Source passage:
- - - - -
George W. PHILLIPS, P. H. Phillips, and Wm. R. Phillips, co-partners, engaged in business under the partnership firm name and style of Vaquero Cattle Co., a co-partnership, Osage Cattle Co., a California corporation, Plaintiffs and Appellants, v. WESTERN CATTLE FEEDERS, a California corporation, Defendant and Respondent.
Vaquero Cattle Co., a copartnership, and Osage Cattle Co., a corporation, sued Western Cattle Feeders, as a result of the feeding by defendant of cattle owned by the respective plaintiffs at Blythe, California. Originally, each plaintiff sued separately, but because of the similarity of the issues the cases were consolidated.
Appellants make five contentions for reversal. These various claims are individualistic in nature and the decision as to one or more of them does not necessarily control the others. The first four claims are based on contract; the fifth on an alleged tort—malicious interference with business relations. The points urged by appellants are:
1) It is claimed that the Osage Cattle Co. was improperly charged for feeding certain cattle after the date of their sale on September 25, 1960, and that the new buyer rather than the plaintiffs should have been charged with these bills amounting to $1,883.43;
2) The appellants urge that neither of them should have been charged any interest on their feed bills, saying that by express oral agreement no such interest should be paid; these items amount to $2,328.68 as against Osage Cattle Co. and $1,497.34 against Vaquero Cattle Co.;
3) Appellants contend that it was contracted by the parties that the cost of ‘finish feed’ under the program would not exceed 23 1/2 cents per pound of weight gained by the cattle, and that the Osage Cattle Co. was therefore improperly charged $7,918.08 over this maximum and the Vaquero Cattle Co. $9,089.56;
4) Appellants point out that at the beginning of their relationship, the respondent expressly agreed with them to carry all feed bills until appellants had sold each lot of cattle from the feed yard, thereby giving them an opportunity to sell each increment of cattle, move them to the buyers, collect the proceeds and only then to remit the amount of each feed bill to the respondent; it is appellants' contention that respondent deliberately violated this agreement by later refusing permission to remove any cattle from the yard unless plaintiffs first paid the bill by cashier's check;
5) The final contention of appellants is that the respondent was guilty of a tort by deliberately and maliciously interfering with the existing business relationship between them and their banking connection, California Bank, and also between them and actual and prospective purchasers, thus making it impossible for them to carry on their business.
- - - - -
Region annotation entries:
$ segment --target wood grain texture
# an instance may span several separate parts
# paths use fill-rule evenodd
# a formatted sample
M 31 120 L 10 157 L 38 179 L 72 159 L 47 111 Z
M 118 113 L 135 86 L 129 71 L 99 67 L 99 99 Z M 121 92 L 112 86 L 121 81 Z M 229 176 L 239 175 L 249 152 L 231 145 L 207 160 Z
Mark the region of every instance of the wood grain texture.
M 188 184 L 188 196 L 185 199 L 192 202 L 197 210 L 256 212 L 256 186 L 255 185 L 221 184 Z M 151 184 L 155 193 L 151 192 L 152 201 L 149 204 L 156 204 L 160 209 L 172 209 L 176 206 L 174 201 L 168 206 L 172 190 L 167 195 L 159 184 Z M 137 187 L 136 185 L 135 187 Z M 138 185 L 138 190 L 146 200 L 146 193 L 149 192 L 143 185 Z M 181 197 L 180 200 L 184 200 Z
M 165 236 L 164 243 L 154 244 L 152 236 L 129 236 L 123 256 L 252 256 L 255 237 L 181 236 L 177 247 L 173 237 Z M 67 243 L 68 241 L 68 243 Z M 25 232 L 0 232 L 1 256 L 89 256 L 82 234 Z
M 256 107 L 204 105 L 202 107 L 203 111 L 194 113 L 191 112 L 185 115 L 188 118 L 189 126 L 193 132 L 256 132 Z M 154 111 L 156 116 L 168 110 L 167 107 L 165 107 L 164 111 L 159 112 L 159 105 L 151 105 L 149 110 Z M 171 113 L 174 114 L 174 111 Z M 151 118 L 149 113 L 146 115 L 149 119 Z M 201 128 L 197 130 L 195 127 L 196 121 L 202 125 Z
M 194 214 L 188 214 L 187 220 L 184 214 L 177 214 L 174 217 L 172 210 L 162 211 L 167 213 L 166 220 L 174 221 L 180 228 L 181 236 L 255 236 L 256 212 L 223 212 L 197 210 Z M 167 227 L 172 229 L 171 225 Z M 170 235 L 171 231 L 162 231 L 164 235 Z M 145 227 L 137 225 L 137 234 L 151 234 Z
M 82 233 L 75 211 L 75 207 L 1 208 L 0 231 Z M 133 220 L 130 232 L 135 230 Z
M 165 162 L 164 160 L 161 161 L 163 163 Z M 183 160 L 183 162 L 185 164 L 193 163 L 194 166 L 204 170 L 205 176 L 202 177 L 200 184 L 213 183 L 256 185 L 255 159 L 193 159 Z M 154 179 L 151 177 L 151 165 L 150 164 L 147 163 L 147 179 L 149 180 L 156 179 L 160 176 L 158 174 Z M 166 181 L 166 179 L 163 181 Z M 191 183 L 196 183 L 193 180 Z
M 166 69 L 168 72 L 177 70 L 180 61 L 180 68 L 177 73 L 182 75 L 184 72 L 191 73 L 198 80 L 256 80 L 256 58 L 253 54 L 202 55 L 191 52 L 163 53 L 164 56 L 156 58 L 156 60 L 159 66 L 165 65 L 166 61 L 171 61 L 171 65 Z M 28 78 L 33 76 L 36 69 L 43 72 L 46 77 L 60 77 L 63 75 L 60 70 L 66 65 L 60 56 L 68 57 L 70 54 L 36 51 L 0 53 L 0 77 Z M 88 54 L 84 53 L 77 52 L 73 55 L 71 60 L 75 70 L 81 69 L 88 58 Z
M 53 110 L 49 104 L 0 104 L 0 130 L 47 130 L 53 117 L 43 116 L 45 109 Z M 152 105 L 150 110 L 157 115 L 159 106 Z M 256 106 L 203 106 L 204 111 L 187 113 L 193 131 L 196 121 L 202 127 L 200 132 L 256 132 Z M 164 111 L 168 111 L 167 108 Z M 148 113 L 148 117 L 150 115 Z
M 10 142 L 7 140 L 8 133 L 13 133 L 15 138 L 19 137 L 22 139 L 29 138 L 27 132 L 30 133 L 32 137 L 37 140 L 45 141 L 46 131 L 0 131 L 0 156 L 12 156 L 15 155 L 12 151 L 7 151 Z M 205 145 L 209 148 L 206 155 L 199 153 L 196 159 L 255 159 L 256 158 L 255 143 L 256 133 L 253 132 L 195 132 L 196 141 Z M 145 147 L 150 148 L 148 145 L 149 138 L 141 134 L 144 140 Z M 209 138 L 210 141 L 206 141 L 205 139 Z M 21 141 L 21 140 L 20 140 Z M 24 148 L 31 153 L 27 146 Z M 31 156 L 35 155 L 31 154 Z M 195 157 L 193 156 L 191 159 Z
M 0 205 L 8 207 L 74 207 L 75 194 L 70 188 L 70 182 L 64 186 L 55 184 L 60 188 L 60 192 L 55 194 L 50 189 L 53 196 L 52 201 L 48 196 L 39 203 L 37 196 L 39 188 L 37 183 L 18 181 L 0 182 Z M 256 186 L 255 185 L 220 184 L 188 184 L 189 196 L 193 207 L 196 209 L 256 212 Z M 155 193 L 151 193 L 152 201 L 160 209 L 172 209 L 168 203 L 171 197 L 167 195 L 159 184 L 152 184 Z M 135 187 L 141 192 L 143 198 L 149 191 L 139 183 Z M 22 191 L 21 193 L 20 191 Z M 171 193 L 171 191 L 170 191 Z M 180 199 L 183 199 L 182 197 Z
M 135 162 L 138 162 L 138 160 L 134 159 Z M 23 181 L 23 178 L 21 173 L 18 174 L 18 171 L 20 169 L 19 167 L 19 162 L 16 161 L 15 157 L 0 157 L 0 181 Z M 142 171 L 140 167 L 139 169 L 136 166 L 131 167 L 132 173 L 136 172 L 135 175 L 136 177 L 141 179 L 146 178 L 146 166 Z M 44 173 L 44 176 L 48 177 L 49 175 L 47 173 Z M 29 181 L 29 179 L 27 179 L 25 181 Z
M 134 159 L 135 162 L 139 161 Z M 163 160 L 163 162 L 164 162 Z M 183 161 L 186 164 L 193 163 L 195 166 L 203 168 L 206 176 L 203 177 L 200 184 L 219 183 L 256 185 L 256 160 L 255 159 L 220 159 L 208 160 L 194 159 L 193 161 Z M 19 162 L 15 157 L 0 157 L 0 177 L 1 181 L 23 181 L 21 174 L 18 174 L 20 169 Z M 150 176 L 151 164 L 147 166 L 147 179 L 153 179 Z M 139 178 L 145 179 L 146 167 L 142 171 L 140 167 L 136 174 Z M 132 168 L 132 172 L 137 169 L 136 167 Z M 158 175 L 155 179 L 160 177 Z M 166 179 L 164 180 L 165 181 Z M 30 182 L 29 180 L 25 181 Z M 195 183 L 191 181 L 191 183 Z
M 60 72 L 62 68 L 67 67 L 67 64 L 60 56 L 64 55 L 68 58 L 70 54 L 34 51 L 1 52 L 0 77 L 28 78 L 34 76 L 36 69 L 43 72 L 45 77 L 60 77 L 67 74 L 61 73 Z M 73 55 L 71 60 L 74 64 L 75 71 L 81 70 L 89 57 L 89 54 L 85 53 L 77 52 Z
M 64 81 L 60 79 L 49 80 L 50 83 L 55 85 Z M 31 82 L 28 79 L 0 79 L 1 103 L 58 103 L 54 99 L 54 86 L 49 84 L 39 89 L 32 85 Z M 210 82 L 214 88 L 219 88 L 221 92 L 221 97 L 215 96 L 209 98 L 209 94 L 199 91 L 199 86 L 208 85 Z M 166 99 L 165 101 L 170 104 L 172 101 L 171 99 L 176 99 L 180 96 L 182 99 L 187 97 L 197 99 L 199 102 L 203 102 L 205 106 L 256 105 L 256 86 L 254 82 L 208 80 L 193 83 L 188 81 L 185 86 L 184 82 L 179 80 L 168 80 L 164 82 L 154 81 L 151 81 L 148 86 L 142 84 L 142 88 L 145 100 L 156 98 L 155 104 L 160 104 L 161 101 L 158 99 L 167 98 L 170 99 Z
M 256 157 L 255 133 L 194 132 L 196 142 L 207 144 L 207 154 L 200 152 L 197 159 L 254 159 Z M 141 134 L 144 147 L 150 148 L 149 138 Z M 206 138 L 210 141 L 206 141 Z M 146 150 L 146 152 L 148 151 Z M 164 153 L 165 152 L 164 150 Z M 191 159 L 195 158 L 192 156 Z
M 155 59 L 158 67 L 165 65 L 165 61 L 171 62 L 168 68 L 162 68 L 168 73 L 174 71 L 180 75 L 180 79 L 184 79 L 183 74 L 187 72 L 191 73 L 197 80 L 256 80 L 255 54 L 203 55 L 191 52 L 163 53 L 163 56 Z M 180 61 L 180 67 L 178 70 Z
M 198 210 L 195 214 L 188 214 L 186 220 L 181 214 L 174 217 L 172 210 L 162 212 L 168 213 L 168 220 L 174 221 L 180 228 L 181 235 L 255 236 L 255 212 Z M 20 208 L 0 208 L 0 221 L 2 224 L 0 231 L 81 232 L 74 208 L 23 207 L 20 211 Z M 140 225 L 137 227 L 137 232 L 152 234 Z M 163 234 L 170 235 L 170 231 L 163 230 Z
- - - - -
Instructions:
1. Translate the sentence "Appellants make five contentions for reversal." from the case summary into Spanish.
2. Please extract the passage from the case summary starting at "George W. PHILLIPS, P." and ending at "Defendant and Respondent.".

Solutions per task:
1. Los apelantes presentan cinco alegaciones para obtener la revocación.

2.
George W. PHILLIPS, P. H. Phillips, and Wm. R. Phillips, co-partners, engaged in business under the partnership firm name and style of Vaquero Cattle Co., a co-partnership, Osage Cattle Co., a California corporation, Plaintiffs and Appellants, v. WESTERN CATTLE FEEDERS, a California corporation, Defendant and Respondent.